— START INFORMATION GIVEN —

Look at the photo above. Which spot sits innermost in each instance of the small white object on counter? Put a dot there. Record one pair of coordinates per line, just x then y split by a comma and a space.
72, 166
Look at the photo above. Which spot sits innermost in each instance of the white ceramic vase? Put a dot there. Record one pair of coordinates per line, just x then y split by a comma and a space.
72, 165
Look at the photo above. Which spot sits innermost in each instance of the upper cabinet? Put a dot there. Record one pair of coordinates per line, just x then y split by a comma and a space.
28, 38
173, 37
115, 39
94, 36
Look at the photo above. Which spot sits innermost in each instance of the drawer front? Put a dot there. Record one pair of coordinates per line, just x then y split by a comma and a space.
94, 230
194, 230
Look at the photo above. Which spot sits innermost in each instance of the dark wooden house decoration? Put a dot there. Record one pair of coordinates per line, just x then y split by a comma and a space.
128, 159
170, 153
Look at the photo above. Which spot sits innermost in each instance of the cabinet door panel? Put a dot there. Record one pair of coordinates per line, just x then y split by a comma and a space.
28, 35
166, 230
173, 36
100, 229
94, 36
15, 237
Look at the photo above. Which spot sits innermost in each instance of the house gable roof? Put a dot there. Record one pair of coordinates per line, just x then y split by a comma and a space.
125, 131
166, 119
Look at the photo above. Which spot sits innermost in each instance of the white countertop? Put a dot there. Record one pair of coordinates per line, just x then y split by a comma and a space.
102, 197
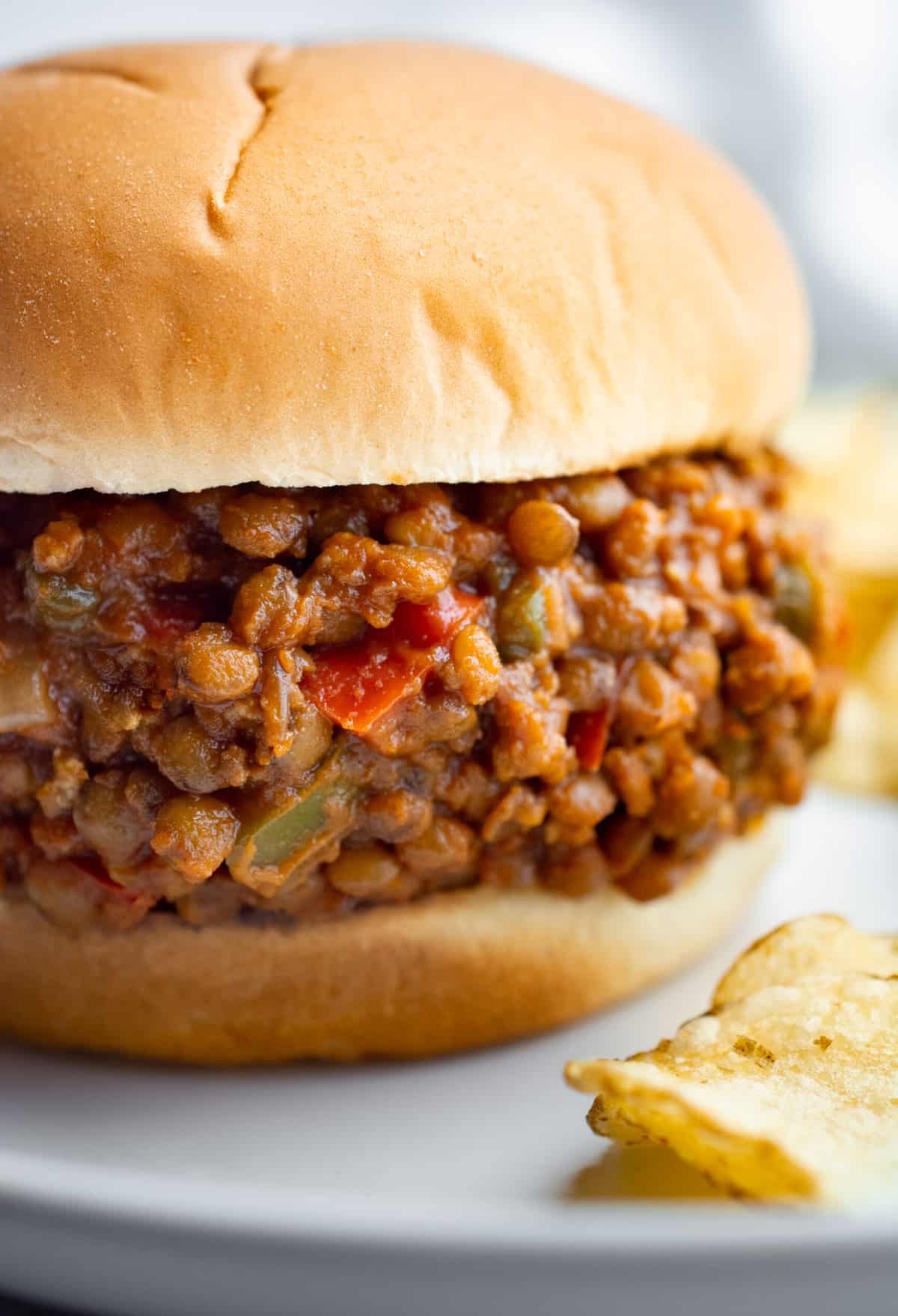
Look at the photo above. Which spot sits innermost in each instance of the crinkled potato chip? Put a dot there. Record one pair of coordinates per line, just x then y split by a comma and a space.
822, 942
789, 1094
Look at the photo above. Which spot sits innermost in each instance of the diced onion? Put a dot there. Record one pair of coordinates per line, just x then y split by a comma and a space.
24, 698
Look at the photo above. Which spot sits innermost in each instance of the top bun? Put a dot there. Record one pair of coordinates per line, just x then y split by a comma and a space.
368, 263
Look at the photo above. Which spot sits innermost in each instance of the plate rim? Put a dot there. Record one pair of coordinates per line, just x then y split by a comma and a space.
596, 1231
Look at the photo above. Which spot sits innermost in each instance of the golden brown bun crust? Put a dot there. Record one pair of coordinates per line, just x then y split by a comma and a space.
368, 263
460, 970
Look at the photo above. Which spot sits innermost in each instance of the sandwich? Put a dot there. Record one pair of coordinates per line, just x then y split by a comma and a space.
403, 642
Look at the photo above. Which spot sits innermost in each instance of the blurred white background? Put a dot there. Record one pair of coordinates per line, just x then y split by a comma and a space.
801, 94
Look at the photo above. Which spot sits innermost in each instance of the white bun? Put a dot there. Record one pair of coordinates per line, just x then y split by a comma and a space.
368, 263
458, 970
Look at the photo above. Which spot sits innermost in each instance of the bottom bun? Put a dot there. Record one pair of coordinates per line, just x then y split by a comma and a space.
458, 970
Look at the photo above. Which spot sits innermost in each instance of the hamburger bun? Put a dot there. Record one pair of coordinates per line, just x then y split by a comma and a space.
364, 263
453, 972
373, 263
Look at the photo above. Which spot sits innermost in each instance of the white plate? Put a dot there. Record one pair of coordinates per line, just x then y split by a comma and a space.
468, 1185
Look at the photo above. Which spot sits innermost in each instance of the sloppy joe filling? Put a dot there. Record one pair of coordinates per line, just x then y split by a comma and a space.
302, 703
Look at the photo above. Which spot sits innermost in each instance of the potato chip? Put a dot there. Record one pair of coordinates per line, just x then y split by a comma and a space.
822, 942
864, 752
789, 1094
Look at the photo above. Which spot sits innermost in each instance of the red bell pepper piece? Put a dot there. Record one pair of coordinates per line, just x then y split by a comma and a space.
168, 619
588, 734
95, 869
588, 731
357, 685
437, 620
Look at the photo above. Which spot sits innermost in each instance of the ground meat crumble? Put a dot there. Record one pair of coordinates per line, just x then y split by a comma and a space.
312, 701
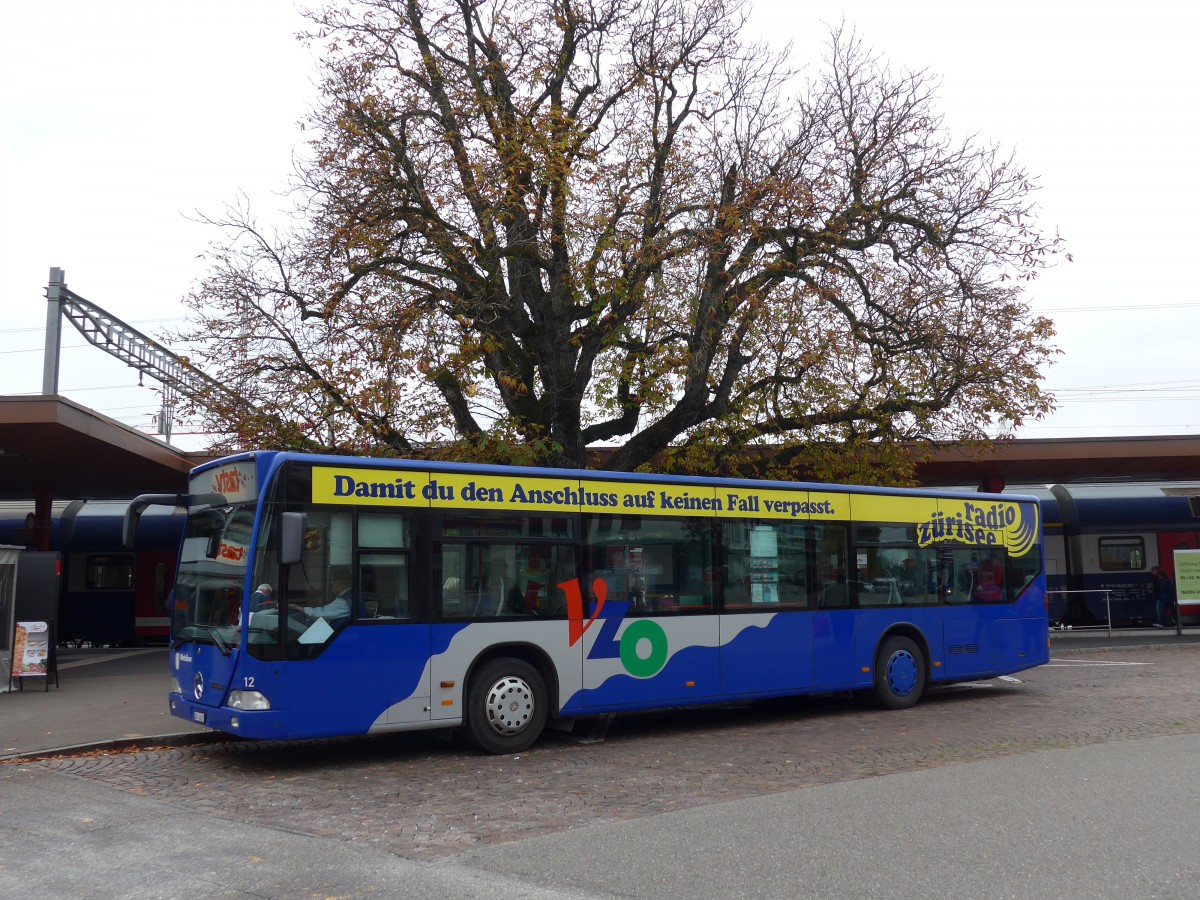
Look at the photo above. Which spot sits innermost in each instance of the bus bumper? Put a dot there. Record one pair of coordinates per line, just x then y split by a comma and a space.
246, 724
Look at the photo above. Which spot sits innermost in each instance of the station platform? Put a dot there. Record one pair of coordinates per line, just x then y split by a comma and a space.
107, 699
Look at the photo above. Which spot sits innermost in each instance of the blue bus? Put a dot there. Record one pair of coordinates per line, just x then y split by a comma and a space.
324, 595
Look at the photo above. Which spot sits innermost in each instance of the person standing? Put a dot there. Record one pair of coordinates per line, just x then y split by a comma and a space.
1163, 589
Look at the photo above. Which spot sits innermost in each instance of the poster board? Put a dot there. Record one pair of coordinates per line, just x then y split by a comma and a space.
1187, 577
31, 651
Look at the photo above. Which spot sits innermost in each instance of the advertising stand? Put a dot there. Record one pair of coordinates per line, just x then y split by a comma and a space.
9, 557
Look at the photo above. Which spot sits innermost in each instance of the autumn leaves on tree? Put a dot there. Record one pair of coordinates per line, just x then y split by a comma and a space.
532, 227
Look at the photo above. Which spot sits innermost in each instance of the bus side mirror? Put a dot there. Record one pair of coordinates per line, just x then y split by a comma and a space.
292, 528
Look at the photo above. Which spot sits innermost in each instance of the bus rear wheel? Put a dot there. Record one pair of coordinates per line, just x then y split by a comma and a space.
899, 673
505, 706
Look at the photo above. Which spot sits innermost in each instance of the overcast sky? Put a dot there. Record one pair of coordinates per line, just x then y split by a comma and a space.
123, 120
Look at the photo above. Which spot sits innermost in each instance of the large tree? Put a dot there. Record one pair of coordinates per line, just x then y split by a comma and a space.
529, 227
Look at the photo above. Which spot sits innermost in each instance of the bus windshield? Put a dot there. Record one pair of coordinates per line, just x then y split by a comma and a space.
213, 576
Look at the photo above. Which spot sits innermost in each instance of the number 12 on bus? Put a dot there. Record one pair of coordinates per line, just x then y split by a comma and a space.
323, 595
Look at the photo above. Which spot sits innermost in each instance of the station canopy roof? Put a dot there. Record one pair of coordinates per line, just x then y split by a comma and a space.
51, 443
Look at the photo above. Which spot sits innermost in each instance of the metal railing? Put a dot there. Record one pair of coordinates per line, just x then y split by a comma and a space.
1108, 610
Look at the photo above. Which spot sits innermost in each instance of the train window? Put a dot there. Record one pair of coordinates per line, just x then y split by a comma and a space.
109, 573
1122, 553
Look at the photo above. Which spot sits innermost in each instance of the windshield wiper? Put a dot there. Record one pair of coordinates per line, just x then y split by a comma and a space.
211, 630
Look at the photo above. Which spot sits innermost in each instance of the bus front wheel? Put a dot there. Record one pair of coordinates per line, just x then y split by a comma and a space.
899, 673
505, 706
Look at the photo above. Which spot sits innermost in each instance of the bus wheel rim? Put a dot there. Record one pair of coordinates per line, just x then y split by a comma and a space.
509, 706
901, 673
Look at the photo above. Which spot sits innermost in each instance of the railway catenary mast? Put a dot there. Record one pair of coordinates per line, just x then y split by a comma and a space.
109, 334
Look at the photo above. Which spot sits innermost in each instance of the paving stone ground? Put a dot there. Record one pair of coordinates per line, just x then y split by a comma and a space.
421, 797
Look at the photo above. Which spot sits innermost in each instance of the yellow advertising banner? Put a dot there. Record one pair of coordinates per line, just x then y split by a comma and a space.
970, 521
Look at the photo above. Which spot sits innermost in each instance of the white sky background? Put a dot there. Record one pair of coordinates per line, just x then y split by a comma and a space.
121, 120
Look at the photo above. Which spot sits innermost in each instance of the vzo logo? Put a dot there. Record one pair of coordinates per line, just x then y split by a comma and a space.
640, 634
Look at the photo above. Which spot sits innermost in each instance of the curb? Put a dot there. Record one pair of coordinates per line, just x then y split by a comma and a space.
117, 744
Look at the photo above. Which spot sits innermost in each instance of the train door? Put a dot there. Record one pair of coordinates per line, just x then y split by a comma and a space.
153, 581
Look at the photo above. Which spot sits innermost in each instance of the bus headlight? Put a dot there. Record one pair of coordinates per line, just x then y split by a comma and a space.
247, 700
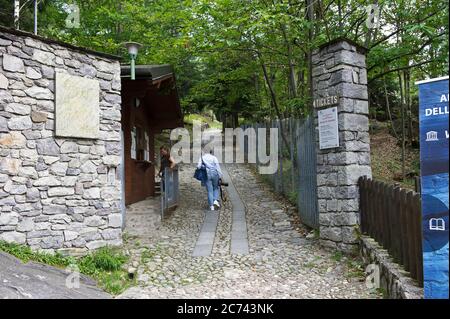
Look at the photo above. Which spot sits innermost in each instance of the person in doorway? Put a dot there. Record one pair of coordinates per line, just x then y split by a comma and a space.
213, 173
166, 161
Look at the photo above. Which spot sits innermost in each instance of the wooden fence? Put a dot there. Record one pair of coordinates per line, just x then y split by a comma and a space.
392, 216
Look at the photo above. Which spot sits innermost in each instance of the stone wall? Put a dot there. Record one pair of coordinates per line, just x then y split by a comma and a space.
393, 280
339, 69
56, 193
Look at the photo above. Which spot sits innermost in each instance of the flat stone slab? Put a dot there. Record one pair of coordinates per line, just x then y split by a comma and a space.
239, 237
38, 281
205, 241
202, 250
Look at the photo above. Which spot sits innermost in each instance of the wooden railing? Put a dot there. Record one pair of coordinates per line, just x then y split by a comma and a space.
392, 216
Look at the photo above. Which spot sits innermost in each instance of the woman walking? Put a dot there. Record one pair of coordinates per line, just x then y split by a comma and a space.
213, 174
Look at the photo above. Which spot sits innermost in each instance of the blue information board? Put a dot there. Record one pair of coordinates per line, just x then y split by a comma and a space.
433, 118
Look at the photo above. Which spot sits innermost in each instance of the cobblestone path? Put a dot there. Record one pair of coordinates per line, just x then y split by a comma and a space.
282, 262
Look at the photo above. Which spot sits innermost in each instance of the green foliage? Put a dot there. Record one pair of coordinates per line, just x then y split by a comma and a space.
219, 48
25, 254
105, 264
104, 259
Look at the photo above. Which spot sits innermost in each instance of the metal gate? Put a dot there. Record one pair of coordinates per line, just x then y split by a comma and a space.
307, 187
170, 192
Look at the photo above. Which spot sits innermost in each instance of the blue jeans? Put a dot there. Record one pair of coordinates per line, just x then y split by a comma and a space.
212, 187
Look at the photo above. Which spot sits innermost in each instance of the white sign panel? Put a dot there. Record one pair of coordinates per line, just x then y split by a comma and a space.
328, 128
77, 106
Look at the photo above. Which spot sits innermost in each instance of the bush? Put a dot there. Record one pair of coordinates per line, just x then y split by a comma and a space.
105, 264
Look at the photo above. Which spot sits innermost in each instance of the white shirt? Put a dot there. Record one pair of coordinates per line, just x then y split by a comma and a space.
211, 163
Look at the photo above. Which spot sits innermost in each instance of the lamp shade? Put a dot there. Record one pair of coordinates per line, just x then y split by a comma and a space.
132, 47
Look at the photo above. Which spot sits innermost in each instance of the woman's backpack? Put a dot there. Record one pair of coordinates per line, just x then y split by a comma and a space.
200, 173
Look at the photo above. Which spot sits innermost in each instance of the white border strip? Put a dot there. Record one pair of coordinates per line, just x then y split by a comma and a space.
432, 80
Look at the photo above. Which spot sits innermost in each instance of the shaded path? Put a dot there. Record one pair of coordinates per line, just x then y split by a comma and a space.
281, 262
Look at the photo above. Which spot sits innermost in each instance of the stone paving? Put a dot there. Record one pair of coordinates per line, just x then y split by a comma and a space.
284, 260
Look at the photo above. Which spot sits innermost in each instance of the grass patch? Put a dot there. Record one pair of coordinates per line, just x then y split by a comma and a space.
190, 118
337, 256
105, 265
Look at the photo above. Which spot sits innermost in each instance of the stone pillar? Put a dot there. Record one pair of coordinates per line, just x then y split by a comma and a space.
339, 70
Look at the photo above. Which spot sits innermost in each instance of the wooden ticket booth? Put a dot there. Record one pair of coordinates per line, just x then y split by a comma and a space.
150, 104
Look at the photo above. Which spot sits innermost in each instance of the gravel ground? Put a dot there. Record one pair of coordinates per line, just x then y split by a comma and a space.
285, 260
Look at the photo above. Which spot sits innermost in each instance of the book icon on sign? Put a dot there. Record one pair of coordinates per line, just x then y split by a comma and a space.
437, 224
432, 136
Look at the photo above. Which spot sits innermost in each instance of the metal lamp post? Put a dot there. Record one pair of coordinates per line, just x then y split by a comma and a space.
133, 48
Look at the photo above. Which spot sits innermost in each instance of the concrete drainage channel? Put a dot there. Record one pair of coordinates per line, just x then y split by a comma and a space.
239, 236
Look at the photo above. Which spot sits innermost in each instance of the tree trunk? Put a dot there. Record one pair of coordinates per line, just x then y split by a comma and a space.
310, 15
273, 97
388, 109
402, 103
408, 104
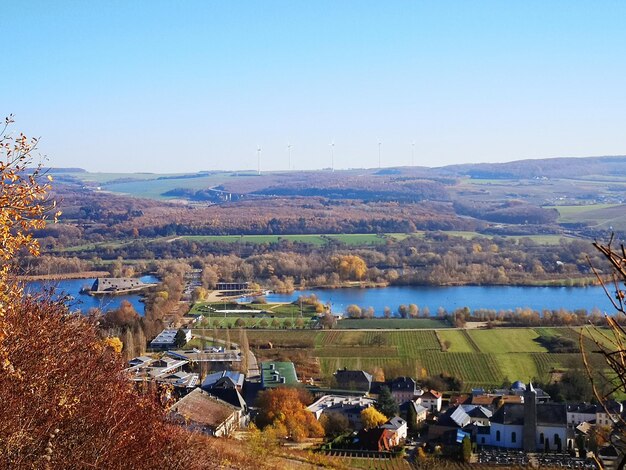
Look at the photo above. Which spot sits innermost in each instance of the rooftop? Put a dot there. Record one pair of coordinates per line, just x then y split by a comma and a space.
274, 374
202, 408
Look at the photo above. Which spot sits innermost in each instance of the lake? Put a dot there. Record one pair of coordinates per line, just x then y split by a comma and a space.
84, 302
451, 298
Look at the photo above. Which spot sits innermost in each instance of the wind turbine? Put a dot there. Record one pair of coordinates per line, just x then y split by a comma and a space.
289, 153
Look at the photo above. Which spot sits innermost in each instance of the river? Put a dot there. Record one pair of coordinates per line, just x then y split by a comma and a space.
451, 298
84, 302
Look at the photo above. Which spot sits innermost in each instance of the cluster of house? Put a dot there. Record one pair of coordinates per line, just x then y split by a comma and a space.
521, 417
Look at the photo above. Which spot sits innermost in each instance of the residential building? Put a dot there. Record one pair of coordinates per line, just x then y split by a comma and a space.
578, 413
205, 413
348, 406
399, 427
432, 400
275, 374
608, 414
377, 439
421, 412
167, 338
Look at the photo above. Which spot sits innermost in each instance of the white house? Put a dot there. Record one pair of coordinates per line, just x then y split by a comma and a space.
580, 413
399, 427
166, 339
614, 409
431, 399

— END INFORMATION GIVEN —

- _JOB_:
Starting with the line that holds "of the tree", retype each line through the last one in the listing above, exactly as written. Do not copy any pictures.

- _ANSWER TO THE TASK_:
Look at the photo above. Which spot sits innermost in each instance of the tree trunk? Put a dot there. Record one pair of coordinates per line, just x then y split by a comma and a space.
310, 15
273, 97
388, 109
402, 103
408, 104
Look at the photo above. Which spot sits innermost in each instance of the rooftop? Put a dot there. Record one pair of coordinates per line, just x then y split by a comma and a space.
274, 374
202, 408
Look at the photo above. Which spot sits innermost in each instance of the lake? Put a dot there. Record one pair of coordinates per line, just x then y split by a comma and a space.
84, 302
451, 298
Look at the photo above. Which spot sits innermost in each instance of the wind turbine? Put a dot there. Record one pair of coordinates per line, just x then y split by a comma and a space.
289, 153
Look at the photo above. Which spot sits innermost in each instance of the river? Put a dot there. Record one pair of coordinates per line, just x then y split by a comma and a space.
451, 298
84, 302
Look at the photo above. Which spot sits innermost in each instance of the cluster of house? Put a dot there. Record one pair of coordinates per line, just x then y split by a comma and a space.
521, 417
Look at the photo above. Which spot sits innermost in each instance of the residential building? Put a dot there. Record one pair of coordinates per line, just x then y split by a comma and a space.
578, 413
205, 413
348, 406
399, 427
432, 400
275, 374
608, 414
377, 439
421, 412
167, 338
Look at the photo above. Which spot sits innermost in each instance of the white house? Put a dot there. Record one pair of coordinates per line, just x then y split by a comma and a space.
580, 413
399, 427
166, 339
614, 409
431, 399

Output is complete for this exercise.